===== Reading passage

Meet the Gurkhas, Reported Guards of the Trump-Kim Summit

These Nepalese fighters are world-renowned for their steadfastness under fire, wicked knives.

The Gurkha Contingent of the Singapore Police Force (Wikimedia)

The Gurkha Contingent of the Singapore Police Force (Wikimedia)

By Lee Ferran

If President Donald Trump and North Korean leader Kim Jong Un meet in Singapore on June 12 to talk nukes as planned, a fighting force with a centuries-long reputation for courage and fierceness will reportedly be watching their backs.

Authorities in Singapore are planning to call on the Gurkha Contingent of the local police to shoulder some of the summit security burden along with the leaders’ personal security, according to Reuters. The unit recently patrolled a different high-level international meeting that some saw as a dry run for the Trump-Kim meeting.

“They are among the best Singapore can offer,” Tim Huxley, an expert on Singapore security forces told the news service, “and I am sure they will be involved [in the Trump-Kim summit].”

The Singapore Police Force website describes the Gurkha Contingent as “a world-class security unit, tough, vigilant, and steadfast, fully trained and manned, and employing the traditional Gurkha to the best of his natural abilities, the Gurkha Contingent is to achieve operational success across the spectrum of para-military operations to help safeguard Singapore.”

==========
===== Given data

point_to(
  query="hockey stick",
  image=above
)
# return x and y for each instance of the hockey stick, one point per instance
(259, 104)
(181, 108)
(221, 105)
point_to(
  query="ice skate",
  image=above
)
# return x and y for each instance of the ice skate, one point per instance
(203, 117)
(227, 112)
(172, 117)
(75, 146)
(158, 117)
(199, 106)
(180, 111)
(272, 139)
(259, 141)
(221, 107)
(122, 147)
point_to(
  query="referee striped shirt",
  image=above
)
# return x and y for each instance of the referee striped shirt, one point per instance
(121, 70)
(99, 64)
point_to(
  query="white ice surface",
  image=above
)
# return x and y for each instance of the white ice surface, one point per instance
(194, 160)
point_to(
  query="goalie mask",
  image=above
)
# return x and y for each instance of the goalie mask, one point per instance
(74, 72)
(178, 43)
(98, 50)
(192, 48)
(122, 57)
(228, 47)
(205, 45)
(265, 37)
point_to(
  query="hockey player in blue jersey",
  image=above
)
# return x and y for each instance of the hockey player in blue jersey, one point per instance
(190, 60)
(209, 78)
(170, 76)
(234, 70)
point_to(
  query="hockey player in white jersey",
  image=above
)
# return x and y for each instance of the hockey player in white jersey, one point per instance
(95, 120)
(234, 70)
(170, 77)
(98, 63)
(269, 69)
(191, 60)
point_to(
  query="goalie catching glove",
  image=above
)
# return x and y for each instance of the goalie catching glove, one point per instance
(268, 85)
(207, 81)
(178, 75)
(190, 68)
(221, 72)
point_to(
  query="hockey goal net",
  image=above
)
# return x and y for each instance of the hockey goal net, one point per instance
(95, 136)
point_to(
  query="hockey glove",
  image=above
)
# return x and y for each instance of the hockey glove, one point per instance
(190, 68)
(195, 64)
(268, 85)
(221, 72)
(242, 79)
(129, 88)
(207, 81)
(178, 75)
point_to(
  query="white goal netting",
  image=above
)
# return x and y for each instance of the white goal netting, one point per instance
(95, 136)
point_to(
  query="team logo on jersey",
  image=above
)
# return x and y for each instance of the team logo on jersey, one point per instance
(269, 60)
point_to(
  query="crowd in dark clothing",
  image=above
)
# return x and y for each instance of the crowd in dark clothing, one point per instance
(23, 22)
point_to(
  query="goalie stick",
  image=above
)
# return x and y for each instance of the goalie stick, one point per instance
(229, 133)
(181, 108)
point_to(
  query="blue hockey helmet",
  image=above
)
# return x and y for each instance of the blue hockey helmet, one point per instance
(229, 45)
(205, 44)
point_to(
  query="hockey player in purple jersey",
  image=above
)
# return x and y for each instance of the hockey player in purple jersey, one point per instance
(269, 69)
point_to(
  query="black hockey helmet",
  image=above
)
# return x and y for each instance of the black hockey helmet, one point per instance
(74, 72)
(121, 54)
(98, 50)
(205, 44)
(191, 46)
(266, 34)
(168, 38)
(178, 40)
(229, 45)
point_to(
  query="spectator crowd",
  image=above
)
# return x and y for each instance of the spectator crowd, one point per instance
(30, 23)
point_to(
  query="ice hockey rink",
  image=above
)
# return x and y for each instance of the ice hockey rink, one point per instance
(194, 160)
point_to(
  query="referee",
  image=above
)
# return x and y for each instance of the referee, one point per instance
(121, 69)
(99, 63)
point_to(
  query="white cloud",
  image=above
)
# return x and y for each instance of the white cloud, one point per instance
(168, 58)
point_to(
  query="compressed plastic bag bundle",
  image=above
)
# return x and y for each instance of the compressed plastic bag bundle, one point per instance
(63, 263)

==========

Required tasks:
a - In the Gurkha article, on what date were Trump and Kim planning to meet in Singapore?
b - Name every person the Gurkha article identifies by name.
c - Output everything in the Gurkha article from "Meet the Gurkhas, Reported" down to "the Trump-Kim meeting.".
Rely solely on the Gurkha article.

Solutions in order:
a - June 12

b - Donald Trump, Kim Jong Un, Lee Ferran, Tim Huxley

c -
Meet the Gurkhas, Reported Guards of the Trump-Kim Summit

These Nepalese fighters are world-renowned for their steadfastness under fire, wicked knives.

The Gurkha Contingent of the Singapore Police Force (Wikimedia)

The Gurkha Contingent of the Singapore Police Force (Wikimedia)

By Lee Ferran

If President Donald Trump and North Korean leader Kim Jong Un meet in Singapore on June 12 to talk nukes as planned, a fighting force with a centuries-long reputation for courage and fierceness will reportedly be watching their backs.

Authorities in Singapore are planning to call on the Gurkha Contingent of the local police to shoulder some of the summit security burden along with the leaders’ personal security, according to Reuters. The unit recently patrolled a different high-level international meeting that some saw as a dry run for the Trump-Kim meeting.